▶ EXCERPTED TEXT
[START]
Talk:Rotation group SO(3)
|WikiProject Mathematics||(Rated Start-class, Mid-importance)|
Rotations and inner product spaces
In "properties" it is said that the standard inner product can be written purely in terms of lengths; this is (the so-called polar identity (?)) valid for any inner product space (in fact, for any symmetric bilinear form, I think).
Btw, I didn't find much on this on any of the pages I searched, just some quite well hidden remarks on quadratic form. If s.o. has an idea, it would be nice to have this added somewhere (eg in bilinear form). — MFH: Talk 21:32, 21 Jun 2005 (UTC)
- I don't understand the question. Can you rephrase it? What is it that you want more information on? In a standard real vector space, the "purely in terms of lengths" is just some simple vector space math, trigonometry, nothing deeper than that? linas 22:55, 21 Jun 2005 (UTC)
The length of a vector is given by its norm, which is given by the scalar product (or dot product), which in turn is defined by a symmetric positive definite bilinear form. But reciprocally, a norm defines a quadratic form which has an associated bilinear form (which I knew as its "polar form", but this term does not seem common here).
So one could define the rotation group w.r.t. any other (positive?) symmetric bilinear form. It seems to me if we take the bilinear form of index (3,1) i.e. with matrix diag(1,1,1,-1) we get the Lorentz group SO(3,1) pertaining to special relativity. — MFH: Talk 17:44, 22 Jun 2005 (UTC)
- Yes, all of those statements appear to be correct; I detect no question. Traditional, narrow formal usage has the rotation group being SO(n) only, although you will occasionally find the broader usage you refer to, e.g. SO(3,1) might be called the "group of hyperbolic rotations". I've seen other non-SO(N) things called roatations as well, although the usage is informal and speaker-listener-context-dependent. linas 00:29, 23 Jun 2005 (UTC)
Request for technical explanation
- The first meaning of "rotation group" should probably just be merged with symmetry group, or at least direct readers there for a fuller explanation. Otherwise, it's a bit confusing.
- It's at least a little sad that this article about geometrical relationships doesn't have any diagrams. It would be a lot more accessible if each distinct concept were illustrated with a diagram. For example, the basic concept of what a rotation group is could be illustrated by showing some rotations which are and some rotations which are not in the rotation group. These pictures could demonstrate which properties of the same are and are not preserved. An example of an improper rotation could also be diagrammed; the "properties", "axis of rotation" ,and "topology" sections are definitely ripe for obvious illustrations.
[END]
▶ DATA EXCERPT
[START]
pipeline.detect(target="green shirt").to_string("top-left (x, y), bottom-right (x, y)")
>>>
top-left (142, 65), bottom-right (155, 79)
[END]
▶ STATED EXERCISE 1
List every signature timestamp, with its time and date, that appears in the rotation group talk page.
▶ STATED EXERCISE 2
Write the next part of the rotation group talk page, starting after its final sentence.

▶ TASK OUTPUT 1
- 21:32, 21 Jun 2005 (UTC)
- 22:55, 21 Jun 2005 (UTC)
- 17:44, 22 Jun 2005 (UTC)
- 00:29, 23 Jun 2005 (UTC)

▶ TASK OUTPUT 2
- It's not clear in the introduction whether "the rotation group" and "SO(3)" are the same thing.
- Even having studied matrices in college well enough to be able to find determinants and eigenvectors and whatnot, I find the "orthogonal matrices" quite dense, and in some places very difficult to understand. I was not familiar with the term standard basis, and trying to read that article did not help. But come to basis, and it turns out that this is essentially the notion of an XYZ coordinate system, which most readers are actually already familiar with. This connection should be explained. This will also help give them an example to understand what it's saying about orthonormality, at a glance. The discussion of matrices would definitely benefit from a concrete example showing a specific matrix representing a specific rotation (preferably with a picture showing which properties the numbers in the matrix correspond to).
-- Beland 16:27, 18 December 2005 (UTC)
Suggested clarification re topological path shrinkage
Summary: Extend the final sentence of the fourth para under the subheading Topology, with the part following the first comma here below:
"This circle can be shrunk to the north pole without problems, as an "antipodal circle" forms and simultaneously shrinks to the south pole." [revised again, 30-8-08]
Detail: As formerly shown in the main article, I don’t see how a single great circle can shrink, unless the antipodal point of every point on the shrinking circle described is also included. The article doesn’t seem to hint at this. However, after looking at Greg Egan’s applet:
... I am emboldened to suggest [a suitable] extension of the final sentence. Unless someone can explain comprehensibly (to someone at my level) how I’m in error, then after seven days I’ll post my suggested extension. OK? PaulGEllis (talk) 19:46, 4 August 2008 (UTC)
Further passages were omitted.